[RECORDS SHOWN — start]

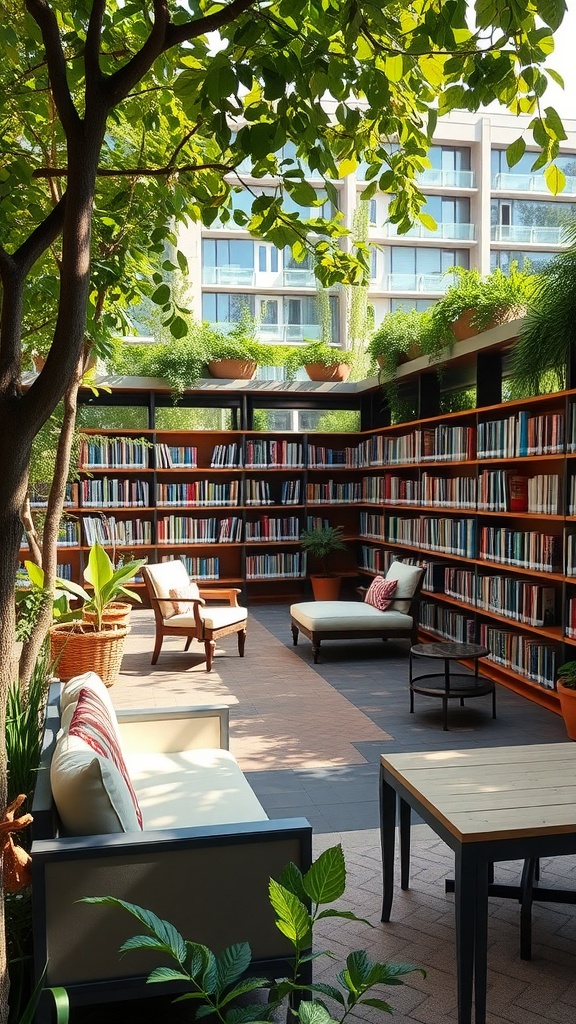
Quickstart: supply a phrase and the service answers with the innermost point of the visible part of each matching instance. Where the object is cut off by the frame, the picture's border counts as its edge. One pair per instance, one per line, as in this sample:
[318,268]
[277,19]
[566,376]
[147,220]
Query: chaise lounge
[391,611]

[RECORDS SHOWN — finish]

_WORK TASK:_
Would you retype the material exactly, omitting each picture?

_PROBLEM SOLUTION:_
Quickstart: supply a phrase and the service answers with the innermost point of the visible part of each matching instance. Where the object is cut off by the frame, the picture's border counts as its edge. One pair per instance, one per line, as in this sample:
[318,268]
[277,19]
[566,376]
[147,220]
Query: chaise lounge
[391,611]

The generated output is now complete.